§ **Excerpted passage**

════

Nuclear energy developer MoltexFLEX has reached what it calls a watershed in the development of its small modular FLEX reactor that is expected to see the UK-based company move to the next level, from the pre-concept science phase into accelerated product and project delivery.

In doing so, the company expects to expand its operations and has significantly refined the design of its FLEX molten salt reactor – delivering a 50% increase in power output, while maintaining previous targets for overnight capital cost and cost per MWh.

Despite the recent increases in commodity prices around the world, the FLEX reactor is claimed to be able to generate electricity for less than £30/MWh when used as a source of baseload power.

We have firmly established the core aspects of the FLEX concept as we ramp up engineering design,” said MoltexFLEX head of Engineering Chris Hankinson. “More work will be undertaken over the coming months to further refine and finally freeze the design, and this will then be taken forward to create our first-of-a-kind reactor.”

════

§ **Saved data entries**
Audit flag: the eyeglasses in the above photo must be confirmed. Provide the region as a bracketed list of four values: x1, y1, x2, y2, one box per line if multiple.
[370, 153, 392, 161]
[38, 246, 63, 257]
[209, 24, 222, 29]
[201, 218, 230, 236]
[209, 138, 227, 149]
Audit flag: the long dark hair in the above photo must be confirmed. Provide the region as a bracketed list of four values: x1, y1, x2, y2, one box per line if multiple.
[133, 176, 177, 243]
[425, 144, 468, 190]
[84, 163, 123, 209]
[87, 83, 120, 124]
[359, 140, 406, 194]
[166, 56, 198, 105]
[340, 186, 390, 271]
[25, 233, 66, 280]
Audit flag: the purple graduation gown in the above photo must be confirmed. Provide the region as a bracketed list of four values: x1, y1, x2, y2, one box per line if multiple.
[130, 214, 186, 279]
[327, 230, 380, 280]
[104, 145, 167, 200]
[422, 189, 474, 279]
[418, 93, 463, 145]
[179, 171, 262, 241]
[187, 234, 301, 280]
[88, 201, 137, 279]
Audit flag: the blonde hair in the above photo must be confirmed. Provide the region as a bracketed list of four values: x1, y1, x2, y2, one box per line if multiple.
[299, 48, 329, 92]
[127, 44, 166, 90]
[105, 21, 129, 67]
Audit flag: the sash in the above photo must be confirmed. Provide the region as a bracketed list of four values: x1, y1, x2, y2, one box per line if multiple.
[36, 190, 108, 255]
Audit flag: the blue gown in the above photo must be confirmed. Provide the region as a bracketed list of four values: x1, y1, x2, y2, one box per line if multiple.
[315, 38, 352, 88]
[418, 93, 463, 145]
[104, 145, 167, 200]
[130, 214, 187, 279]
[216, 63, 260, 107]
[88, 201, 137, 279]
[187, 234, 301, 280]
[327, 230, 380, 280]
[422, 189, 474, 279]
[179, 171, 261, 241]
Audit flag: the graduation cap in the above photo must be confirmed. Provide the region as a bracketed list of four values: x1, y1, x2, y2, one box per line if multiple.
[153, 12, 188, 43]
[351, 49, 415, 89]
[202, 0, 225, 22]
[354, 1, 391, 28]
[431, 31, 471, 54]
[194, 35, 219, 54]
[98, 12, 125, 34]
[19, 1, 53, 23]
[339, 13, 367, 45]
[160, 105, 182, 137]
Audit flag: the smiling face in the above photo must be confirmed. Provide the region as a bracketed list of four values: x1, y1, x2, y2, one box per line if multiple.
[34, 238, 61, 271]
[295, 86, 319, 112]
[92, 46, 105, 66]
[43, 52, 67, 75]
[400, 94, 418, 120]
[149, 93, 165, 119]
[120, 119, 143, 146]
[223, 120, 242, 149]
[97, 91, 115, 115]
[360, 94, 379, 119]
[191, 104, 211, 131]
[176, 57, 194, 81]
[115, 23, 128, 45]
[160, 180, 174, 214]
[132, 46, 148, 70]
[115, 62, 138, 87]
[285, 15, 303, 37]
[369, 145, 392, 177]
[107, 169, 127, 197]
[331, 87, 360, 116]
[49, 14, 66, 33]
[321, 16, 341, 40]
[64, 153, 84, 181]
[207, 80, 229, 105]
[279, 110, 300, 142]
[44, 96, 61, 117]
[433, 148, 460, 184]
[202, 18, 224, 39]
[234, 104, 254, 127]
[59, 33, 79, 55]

════

§ **Tasks for this exercise**
1: List the measures of the reactor's output or cost that the FLEX reactor article names in the sentence beginning "In doing so."
2: Using the FLEX reactor article, mark each statement yes or no, and quote the words that decide it.
(a) MoltexFLEX is based in the UK.
(b) The refined design raised the target for overnight capital cost.
(c) Chris Hankinson says the design has already been frozen.
3: Go on with the FLEX reactor article from the point where it ends.

§ **Answers to the exercise**
1:
- Power output
- Overnight capital cost
- Cost per MWh

2:
(a) Yes: "the UK-based company"
(b) No: "while maintaining previous targets for overnight capital cost and cost per MWh"
(c) No: "More work will be undertaken over the coming months to further refine and finally freeze the design"

3:
The current work programme sets MoltexFLEX on the road toward delivering its prototype FLEX reactor around the turn of the decade. The main changes to the design include an increase in power output from 40MWth/16MWe as originally envisaged to 60MWth/24MWe, made possible by optimisation of the core design and the fuel pin material.

The refuelling schedule has also been adjusted to account for the fact that the reactor will now use 5% low-enriched uranium (LEU) instead of 6% LEU. This change will increase the reactor’s global applicability and harness the existing fuel supply chain.

MoltexFLEX CEO David Landon commented: “The work we have completed further boosts our confidence in the design and economics of the FLEX reactor, and our ability to deliver a first reactor ready for global roll-out through the 2030s.”